### Selected extract
The Supreme Court today got a fourth amendment decision right. In the case, Missouri v McNeely, the Court ruled that the police were required to get a warrant before taking a blood test on a man suspected of a DUI. The ruling is based on a violation of the defendant's Fourth Amendment right to be free from unreasonable searches and seizures.
As technology has marched on, from fingerprints to saliva, breath and blood tests, the boundaries of what is an unreasonable searches of our persons have continually been tested and many would say stretched to the virtual breaking point. Given where the court had been going, there was some real concern that there were going to be very few limits on police powers when it came to taking blood. Thankfully, this case makes clear that those powers are not unlimited. It is also noteworthy that this was an 8-1 ruling with an opinion written by Justice Sotomayor, and the only dissent was, you guessed it, Clarence Thomas.

### Tasks
(a) In the McNeely post, which justice wrote the Court's opinion?
(b) Retype part of the McNeely post, beginning at the words "As technology has" and stopping after "it, Clarence Thomas.".
(c) Shorten the paragraph of the McNeely post that opens "As technology has marched on", keeping its main facts.

### Given data

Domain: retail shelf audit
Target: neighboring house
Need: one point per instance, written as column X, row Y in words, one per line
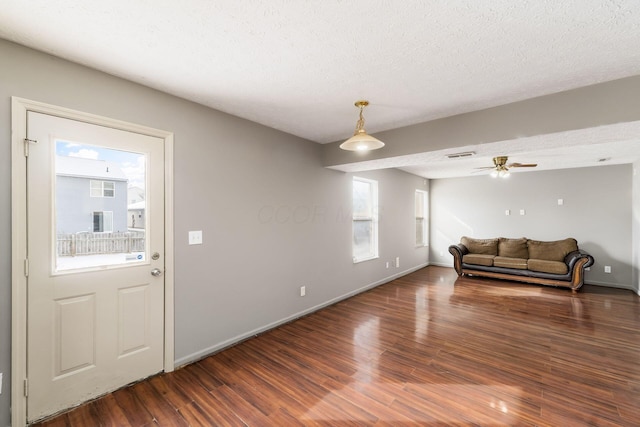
column 91, row 196
column 136, row 214
column 137, row 204
column 135, row 195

### Solved tasks
(a) Justice Sotomayor wrote the opinion.

(b)
As technology has marched on, from fingerprints to saliva, breath and blood tests, the boundaries of what is an unreasonable searches of our persons have continually been tested and many would say stretched to the virtual breaking point. Given where the court had been going, there was some real concern that there were going to be very few limits on police powers when it came to taking blood. Thankfully, this case makes clear that those powers are not unlimited. It is also noteworthy that this was an 8-1 ruling with an opinion written by Justice Sotomayor, and the only dissent was, you guessed it, Clarence Thomas.

(c) Advances from fingerprints to saliva, breath and blood tests have repeatedly tested, and many would say stretched, the limits of what counts as an unreasonable search of our persons. Given the court's direction, there was real concern that police would face very few limits on taking blood. This case makes clear those powers are not unlimited. The ruling was 8-1, with Justice Sotomayor writing the opinion and Clarence Thomas the only dissent.